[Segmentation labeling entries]
------------
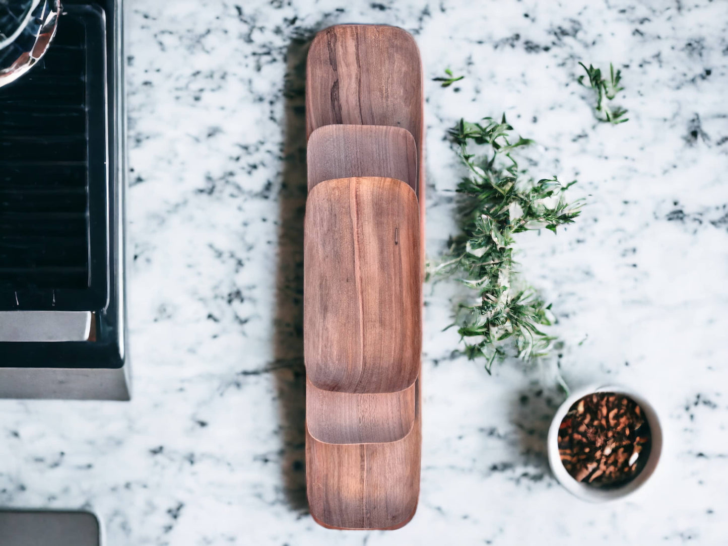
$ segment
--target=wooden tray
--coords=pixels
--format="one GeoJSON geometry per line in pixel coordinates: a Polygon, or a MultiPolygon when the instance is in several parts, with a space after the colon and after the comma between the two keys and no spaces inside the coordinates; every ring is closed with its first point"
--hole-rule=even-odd
{"type": "Polygon", "coordinates": [[[398,392],[352,395],[306,384],[306,423],[326,443],[396,442],[414,427],[416,381],[398,392]]]}
{"type": "Polygon", "coordinates": [[[419,209],[393,178],[316,185],[306,205],[304,355],[309,381],[395,392],[419,375],[419,209]]]}
{"type": "MultiPolygon", "coordinates": [[[[351,269],[353,259],[351,256],[356,254],[358,260],[360,253],[360,248],[353,245],[355,241],[365,242],[370,250],[382,249],[386,257],[387,250],[391,250],[392,242],[391,237],[387,237],[386,234],[395,226],[398,244],[402,244],[399,240],[399,228],[402,225],[400,215],[408,218],[410,213],[407,209],[411,208],[411,199],[402,194],[401,188],[405,186],[405,183],[415,191],[419,198],[420,235],[416,246],[420,266],[424,266],[424,248],[420,244],[424,240],[422,78],[419,54],[414,40],[400,28],[381,25],[339,25],[319,33],[312,44],[307,62],[306,105],[307,135],[310,137],[308,151],[309,199],[315,197],[317,188],[328,185],[331,181],[336,183],[339,178],[358,178],[362,182],[362,178],[370,180],[370,177],[403,181],[398,183],[398,187],[391,182],[385,184],[386,191],[381,191],[375,199],[374,194],[378,191],[375,185],[369,182],[357,183],[349,180],[348,203],[343,197],[330,199],[331,196],[327,195],[325,199],[321,198],[318,205],[314,205],[318,207],[320,213],[320,221],[310,221],[318,224],[317,245],[320,241],[326,241],[328,237],[337,238],[340,240],[337,244],[343,251],[348,243],[341,240],[341,234],[347,232],[349,234],[345,237],[348,237],[352,246],[348,247],[349,258],[344,262],[344,266],[339,266],[341,262],[339,259],[332,259],[328,264],[331,269],[331,264],[336,264],[341,271],[327,273],[322,269],[317,274],[323,272],[338,279],[337,290],[342,284],[344,290],[351,288],[346,286],[346,282],[341,282],[342,279],[344,281],[347,279],[344,269],[354,272],[361,269],[361,264],[358,262],[351,269]],[[352,125],[360,127],[347,127],[352,125]],[[379,127],[367,127],[369,125],[379,127]],[[387,127],[392,129],[387,130],[387,127]],[[318,129],[320,130],[317,132],[318,129]],[[360,191],[367,194],[364,196],[364,209],[367,207],[371,209],[371,213],[365,213],[366,222],[358,221],[362,218],[363,210],[360,206],[360,191]],[[406,205],[402,206],[404,203],[406,205]],[[375,212],[374,208],[379,210],[375,212]],[[381,214],[388,219],[382,221],[381,214]],[[344,228],[343,226],[347,220],[349,225],[344,228]],[[339,228],[336,232],[331,227],[334,224],[339,228]],[[365,234],[364,229],[373,230],[373,239],[371,234],[365,234]]],[[[331,189],[343,192],[347,189],[340,182],[337,186],[331,186],[331,189]]],[[[309,201],[309,204],[312,202],[309,201]]],[[[307,206],[307,227],[309,216],[307,206]]],[[[408,226],[414,222],[407,219],[405,223],[408,226],[408,226]]],[[[307,231],[306,240],[308,236],[307,231]]],[[[413,237],[413,242],[415,240],[416,237],[413,237]]],[[[333,243],[328,241],[324,246],[326,245],[333,243]]],[[[314,260],[324,264],[328,248],[316,250],[320,255],[314,260]]],[[[391,253],[389,256],[391,256],[391,253]]],[[[376,259],[381,258],[377,255],[376,259]]],[[[384,268],[371,268],[371,279],[376,280],[372,287],[379,287],[376,298],[381,302],[389,298],[390,302],[396,305],[371,307],[373,321],[364,330],[360,327],[366,324],[365,320],[357,323],[360,327],[357,331],[339,320],[338,326],[341,331],[353,331],[353,337],[339,334],[336,336],[339,343],[329,345],[328,352],[321,348],[314,349],[313,352],[319,352],[317,357],[320,360],[312,361],[314,363],[313,373],[307,350],[310,347],[306,348],[309,373],[306,487],[311,513],[317,523],[326,527],[397,529],[411,519],[416,509],[422,443],[419,377],[421,307],[416,309],[419,325],[413,337],[403,335],[403,332],[409,331],[406,323],[397,324],[393,332],[381,328],[380,320],[389,320],[392,309],[397,309],[405,301],[409,305],[413,299],[410,288],[392,290],[379,282],[384,279],[397,281],[394,274],[395,268],[391,264],[405,264],[409,267],[413,261],[411,258],[392,260],[389,258],[384,261],[390,265],[384,268]],[[383,295],[386,297],[382,297],[383,295]],[[391,299],[392,297],[395,299],[391,299]],[[374,313],[376,309],[379,312],[374,313]],[[387,310],[390,312],[386,312],[387,310]],[[376,320],[373,320],[375,314],[376,320]],[[385,339],[385,347],[389,347],[387,350],[378,349],[377,352],[368,347],[365,348],[366,336],[362,336],[361,333],[373,331],[372,326],[380,328],[382,333],[389,336],[385,339]],[[357,340],[358,347],[357,343],[349,343],[350,339],[357,340]],[[397,339],[404,339],[408,348],[392,345],[397,339]],[[409,361],[413,340],[418,346],[414,367],[409,361]],[[336,358],[331,357],[333,353],[338,355],[336,358]],[[387,363],[381,357],[387,355],[390,355],[389,364],[399,367],[399,371],[396,368],[393,370],[389,365],[382,365],[387,363]],[[344,356],[344,361],[347,363],[343,371],[341,365],[334,363],[341,355],[344,356]],[[402,357],[404,357],[404,366],[401,365],[402,357]],[[337,368],[339,371],[332,379],[329,373],[337,368]],[[318,371],[323,370],[326,371],[325,374],[317,375],[318,371]],[[377,372],[371,373],[374,370],[377,372]],[[405,377],[416,378],[416,380],[406,388],[393,390],[394,387],[406,383],[405,377]],[[355,392],[346,392],[347,389],[355,392]]],[[[307,256],[305,270],[309,274],[310,264],[307,256]]],[[[422,271],[420,269],[419,274],[414,275],[418,285],[422,282],[422,271]]],[[[320,284],[315,286],[316,283],[312,281],[313,278],[309,274],[304,281],[304,300],[312,291],[323,292],[320,290],[320,284]]],[[[408,287],[408,280],[411,280],[408,272],[398,279],[405,287],[408,287]]],[[[421,306],[421,285],[418,290],[418,306],[421,306]]],[[[357,290],[353,293],[355,298],[347,298],[344,306],[349,311],[344,311],[344,314],[355,317],[356,312],[352,313],[351,309],[357,311],[358,309],[360,316],[363,316],[359,303],[365,301],[363,297],[360,299],[360,294],[363,293],[357,290]]],[[[320,294],[316,296],[315,292],[312,296],[318,300],[317,304],[320,309],[325,304],[331,306],[339,303],[339,299],[333,297],[335,296],[333,293],[329,294],[332,297],[328,300],[320,294]]],[[[369,295],[365,299],[375,301],[369,295]]],[[[304,304],[304,314],[309,307],[307,303],[304,304]]],[[[325,312],[341,317],[341,310],[331,312],[327,306],[325,312]]],[[[405,323],[411,322],[408,313],[402,314],[407,316],[405,323]]],[[[309,314],[308,317],[312,316],[309,314]]],[[[332,328],[336,322],[331,321],[332,328]]],[[[314,331],[310,333],[313,337],[307,338],[309,328],[304,317],[304,339],[317,339],[316,343],[320,347],[320,331],[327,327],[314,325],[313,328],[314,331]]]]}
{"type": "MultiPolygon", "coordinates": [[[[384,443],[327,443],[306,430],[306,487],[311,515],[325,527],[396,529],[414,516],[419,496],[422,416],[403,438],[384,443]]],[[[376,396],[381,396],[376,395],[376,396]]]]}
{"type": "Polygon", "coordinates": [[[326,125],[306,147],[309,191],[320,182],[351,176],[384,176],[417,192],[417,149],[406,129],[383,125],[326,125]]]}
{"type": "MultiPolygon", "coordinates": [[[[414,138],[399,127],[326,125],[311,134],[310,191],[328,179],[388,175],[417,186],[414,138]]],[[[306,416],[311,435],[329,443],[391,442],[414,426],[415,386],[391,393],[341,394],[306,384],[306,416]]]]}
------------
— Instructions to follow —
Report each line of the listing above that contains the string "first", copying every such line in full. Case counts.

— Expected answer —
--format="one GeoJSON geometry per line in pixel coordinates: a Polygon, or a MultiPolygon when the instance is in several parts, with a space after the colon and after the comma between the two keys and no spaces inside the coordinates; every ring is closed with its first point"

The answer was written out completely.